- _WHAT THE TASK ASKS_
Copy out the passage of the post about the aftermath of the War of the Ring from "Scribbler’s Saga #87" to "what happens next?", word for word.

- _SOURCE PASSAGE_
Scribbler’s Saga #87 – Perspective and Other War Crimes

Posted: July 5, 2019 in Uncategorized

© 2019 G.N. Jacobs

The Great War of the Ring ends with Sauron’s master ring dropped into Mt. Doom. The whole of Mordor blows up as if the gods themselves want that blighted land just gone. The lava in the movie was a nice touch. Aragorn gets his crown. The hobbits go home to rumble the previously ignored Saruman out of the Shire. And what happens next?

According to the Appendices at the end of The Return of the King, Aragorn undertook several campaigns to reestablish the full reach of the Númenórian Empire of which Gondor was the surviving vestige. Included therein is the offhand acknowledgment that various orc bands that survived the Biblical scale destruction of Mordor albeit in greatly weakened state were subdued. Interesting, did the men of Gondor and, more to the point, King Aragorn commit war crimes in securing his throne?

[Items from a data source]
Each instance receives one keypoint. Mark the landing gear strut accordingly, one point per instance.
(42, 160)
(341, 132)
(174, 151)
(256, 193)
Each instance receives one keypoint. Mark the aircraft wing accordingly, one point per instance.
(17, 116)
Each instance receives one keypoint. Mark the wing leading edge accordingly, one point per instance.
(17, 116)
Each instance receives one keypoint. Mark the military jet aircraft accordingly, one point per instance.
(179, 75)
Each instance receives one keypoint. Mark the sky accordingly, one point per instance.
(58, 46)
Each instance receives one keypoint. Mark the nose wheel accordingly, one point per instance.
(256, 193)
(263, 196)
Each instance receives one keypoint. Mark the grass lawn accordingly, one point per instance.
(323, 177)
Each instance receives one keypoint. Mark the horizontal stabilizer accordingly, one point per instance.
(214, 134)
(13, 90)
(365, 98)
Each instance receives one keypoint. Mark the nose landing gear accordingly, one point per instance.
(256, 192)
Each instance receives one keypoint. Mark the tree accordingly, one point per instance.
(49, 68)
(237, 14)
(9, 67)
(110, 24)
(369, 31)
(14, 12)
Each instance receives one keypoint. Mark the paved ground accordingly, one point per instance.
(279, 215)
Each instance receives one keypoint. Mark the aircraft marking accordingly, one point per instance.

---

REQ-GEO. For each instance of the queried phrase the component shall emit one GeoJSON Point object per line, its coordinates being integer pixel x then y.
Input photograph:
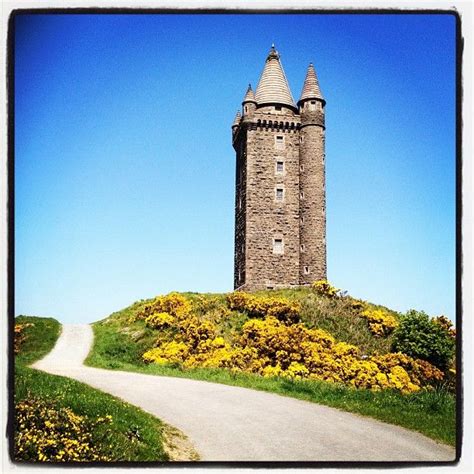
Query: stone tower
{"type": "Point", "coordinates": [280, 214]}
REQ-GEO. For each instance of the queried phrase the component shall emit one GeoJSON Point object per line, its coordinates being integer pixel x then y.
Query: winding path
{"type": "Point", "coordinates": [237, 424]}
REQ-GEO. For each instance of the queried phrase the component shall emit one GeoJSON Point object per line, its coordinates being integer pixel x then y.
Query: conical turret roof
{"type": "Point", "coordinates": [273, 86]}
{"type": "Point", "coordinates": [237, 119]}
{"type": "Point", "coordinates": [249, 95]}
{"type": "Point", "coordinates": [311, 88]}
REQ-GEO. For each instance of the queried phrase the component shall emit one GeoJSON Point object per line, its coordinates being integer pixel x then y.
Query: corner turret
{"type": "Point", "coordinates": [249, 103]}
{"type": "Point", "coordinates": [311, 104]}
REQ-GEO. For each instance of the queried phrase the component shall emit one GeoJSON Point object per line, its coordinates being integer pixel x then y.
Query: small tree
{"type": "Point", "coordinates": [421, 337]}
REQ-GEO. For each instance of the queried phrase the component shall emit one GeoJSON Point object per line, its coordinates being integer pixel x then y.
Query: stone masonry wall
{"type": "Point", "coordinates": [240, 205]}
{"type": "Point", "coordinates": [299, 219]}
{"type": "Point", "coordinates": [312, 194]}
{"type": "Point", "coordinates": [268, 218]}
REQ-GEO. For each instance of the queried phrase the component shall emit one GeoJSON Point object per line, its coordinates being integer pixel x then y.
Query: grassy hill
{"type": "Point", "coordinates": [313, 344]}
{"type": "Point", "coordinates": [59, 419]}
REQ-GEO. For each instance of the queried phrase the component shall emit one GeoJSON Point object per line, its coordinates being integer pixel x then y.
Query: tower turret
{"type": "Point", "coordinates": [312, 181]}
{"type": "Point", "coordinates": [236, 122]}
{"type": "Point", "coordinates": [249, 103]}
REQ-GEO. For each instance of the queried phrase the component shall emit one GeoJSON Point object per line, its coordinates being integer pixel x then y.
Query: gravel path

---

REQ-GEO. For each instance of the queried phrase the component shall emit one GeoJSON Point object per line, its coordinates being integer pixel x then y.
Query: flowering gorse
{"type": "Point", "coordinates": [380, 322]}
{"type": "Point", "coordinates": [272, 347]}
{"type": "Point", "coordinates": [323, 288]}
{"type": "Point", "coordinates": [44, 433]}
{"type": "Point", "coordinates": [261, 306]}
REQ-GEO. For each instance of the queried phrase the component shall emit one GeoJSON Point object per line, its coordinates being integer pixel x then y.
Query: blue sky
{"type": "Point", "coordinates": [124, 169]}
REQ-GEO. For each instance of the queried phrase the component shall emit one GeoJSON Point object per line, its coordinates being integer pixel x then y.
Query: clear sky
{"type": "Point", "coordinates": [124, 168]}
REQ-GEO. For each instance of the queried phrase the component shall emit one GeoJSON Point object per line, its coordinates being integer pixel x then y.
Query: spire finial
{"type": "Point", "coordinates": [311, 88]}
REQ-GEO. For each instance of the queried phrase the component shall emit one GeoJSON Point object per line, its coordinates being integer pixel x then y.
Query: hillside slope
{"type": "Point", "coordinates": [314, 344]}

- _EXERCISE ANSWER_
Scribbler’s Saga #87 – Perspective and Other War Crimes

Posted: July 5, 2019 in Uncategorized

© 2019 G.N. Jacobs

The Great War of the Ring ends with Sauron’s master ring dropped into Mt. Doom. The whole of Mordor blows up as if the gods themselves want that blighted land just gone. The lava in the movie was a nice touch. Aragorn gets his crown. The hobbits go home to rumble the previously ignored Saruman out of the Shire. And what happens next?